» **Task description**:
Please write out the records exactly.

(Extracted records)

====

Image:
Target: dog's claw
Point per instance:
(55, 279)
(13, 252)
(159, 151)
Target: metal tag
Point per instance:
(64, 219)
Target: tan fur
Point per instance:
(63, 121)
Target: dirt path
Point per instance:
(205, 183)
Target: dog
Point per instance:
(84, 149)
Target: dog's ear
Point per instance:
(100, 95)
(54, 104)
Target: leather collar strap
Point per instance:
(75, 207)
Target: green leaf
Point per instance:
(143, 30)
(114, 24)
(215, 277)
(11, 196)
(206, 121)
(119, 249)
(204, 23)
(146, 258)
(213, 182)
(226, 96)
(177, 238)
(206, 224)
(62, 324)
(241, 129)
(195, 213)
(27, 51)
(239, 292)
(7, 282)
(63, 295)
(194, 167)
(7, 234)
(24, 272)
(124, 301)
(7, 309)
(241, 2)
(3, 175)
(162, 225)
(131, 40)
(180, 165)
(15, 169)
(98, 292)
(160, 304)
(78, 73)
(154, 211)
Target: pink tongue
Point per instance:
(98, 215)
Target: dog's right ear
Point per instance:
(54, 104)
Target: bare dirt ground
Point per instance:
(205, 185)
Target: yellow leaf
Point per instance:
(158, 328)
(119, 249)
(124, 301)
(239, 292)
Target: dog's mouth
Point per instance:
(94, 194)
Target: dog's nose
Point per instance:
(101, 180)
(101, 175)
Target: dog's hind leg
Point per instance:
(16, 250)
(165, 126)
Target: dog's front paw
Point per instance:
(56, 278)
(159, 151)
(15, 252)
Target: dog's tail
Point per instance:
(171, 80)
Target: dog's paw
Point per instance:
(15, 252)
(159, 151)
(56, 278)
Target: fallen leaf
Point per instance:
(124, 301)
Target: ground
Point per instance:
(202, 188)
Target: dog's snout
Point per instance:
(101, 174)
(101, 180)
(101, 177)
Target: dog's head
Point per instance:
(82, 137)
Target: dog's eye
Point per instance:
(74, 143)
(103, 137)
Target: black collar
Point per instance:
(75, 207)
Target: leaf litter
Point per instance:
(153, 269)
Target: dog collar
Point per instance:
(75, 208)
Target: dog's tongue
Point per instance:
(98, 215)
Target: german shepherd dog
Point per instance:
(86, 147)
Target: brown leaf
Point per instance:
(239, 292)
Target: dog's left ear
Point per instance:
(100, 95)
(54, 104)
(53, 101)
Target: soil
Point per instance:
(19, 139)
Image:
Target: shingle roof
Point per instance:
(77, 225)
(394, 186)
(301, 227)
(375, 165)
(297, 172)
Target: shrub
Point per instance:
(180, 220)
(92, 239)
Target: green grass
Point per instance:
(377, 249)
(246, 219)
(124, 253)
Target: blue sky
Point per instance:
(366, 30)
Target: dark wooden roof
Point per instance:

====

» **Answer to this problem**:
Image:
Target: dog's claw
Point per instance:
(55, 279)
(13, 252)
(159, 151)
Target: metal tag
Point per instance:
(64, 219)
Target: tan fur
Point per instance:
(63, 121)
Target: dirt path
Point per instance:
(205, 183)
Target: dog
Point per instance:
(84, 149)
Target: dog's ear
Point per instance:
(100, 95)
(54, 104)
Target: leather collar strap
Point per instance:
(75, 207)
Target: green leaf
Point per instance:
(143, 30)
(114, 24)
(215, 277)
(11, 196)
(206, 121)
(119, 249)
(204, 23)
(146, 258)
(213, 182)
(226, 96)
(177, 238)
(206, 224)
(62, 324)
(241, 129)
(195, 213)
(27, 51)
(239, 292)
(7, 282)
(63, 295)
(194, 167)
(7, 234)
(24, 272)
(124, 301)
(7, 309)
(241, 2)
(3, 175)
(162, 225)
(131, 40)
(180, 165)
(15, 169)
(98, 292)
(160, 304)
(78, 73)
(154, 211)
Target: pink tongue
Point per instance:
(98, 215)
Target: dog's right ear
Point per instance:
(54, 104)
Target: bare dirt ground
Point per instance:
(205, 185)
Target: yellow leaf
Point per instance:
(158, 328)
(119, 249)
(124, 301)
(239, 292)
Target: dog's mouth
Point per instance:
(94, 194)
Target: dog's nose
Point per instance:
(101, 180)
(101, 175)
Target: dog's hind leg
Point per instance:
(16, 250)
(165, 126)
Target: dog's front paw
Point per instance:
(56, 278)
(159, 151)
(15, 252)
Target: dog's tail
Point per instance:
(171, 80)
Target: dog's paw
Point per instance:
(15, 252)
(159, 151)
(56, 278)
Target: fallen leaf
Point per instance:
(124, 301)
Target: ground
Point per instance:
(202, 188)
Target: dog's snout
Point per instance:
(101, 174)
(101, 180)
(101, 177)
Target: dog's head
Point per instance:
(82, 137)
Target: dog's eye
Point per instance:
(74, 143)
(103, 137)
Target: black collar
Point per instance:
(75, 207)
Target: leaf litter
Point per instance:
(153, 269)
Target: dog collar
Point per instance:
(75, 208)
Target: dog's tongue
Point per instance:
(98, 215)
Target: german shepherd dog
Point per instance:
(86, 147)
Target: brown leaf
Point per instance:
(239, 292)
Target: dog's left ear
Point per instance:
(100, 95)
(54, 104)
(53, 101)
Target: soil
Point per instance:
(19, 139)
Image:
Target: shingle roof
Point per instance:
(77, 225)
(394, 186)
(301, 227)
(375, 165)
(297, 172)
Target: shrub
Point per instance:
(180, 220)
(92, 239)
Target: green grass
Point per instance:
(377, 249)
(246, 219)
(124, 253)
Target: blue sky
Point per instance:
(366, 30)
Target: dark wooden roof
Point per instance:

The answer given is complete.